### [The request]
Quote the lines below word for word, omitting the pictures.

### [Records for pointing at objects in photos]
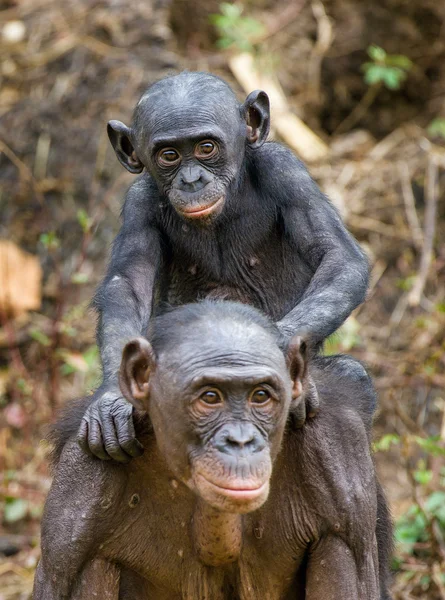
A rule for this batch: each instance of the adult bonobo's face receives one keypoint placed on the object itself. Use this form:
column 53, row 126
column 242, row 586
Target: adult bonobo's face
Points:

### [Reply to the exercise]
A rule for this batch: each instance of the adult bonobo's face receives one keypoint placed on the object itself. Use this form:
column 53, row 126
column 242, row 586
Target: adult bonobo's face
Points:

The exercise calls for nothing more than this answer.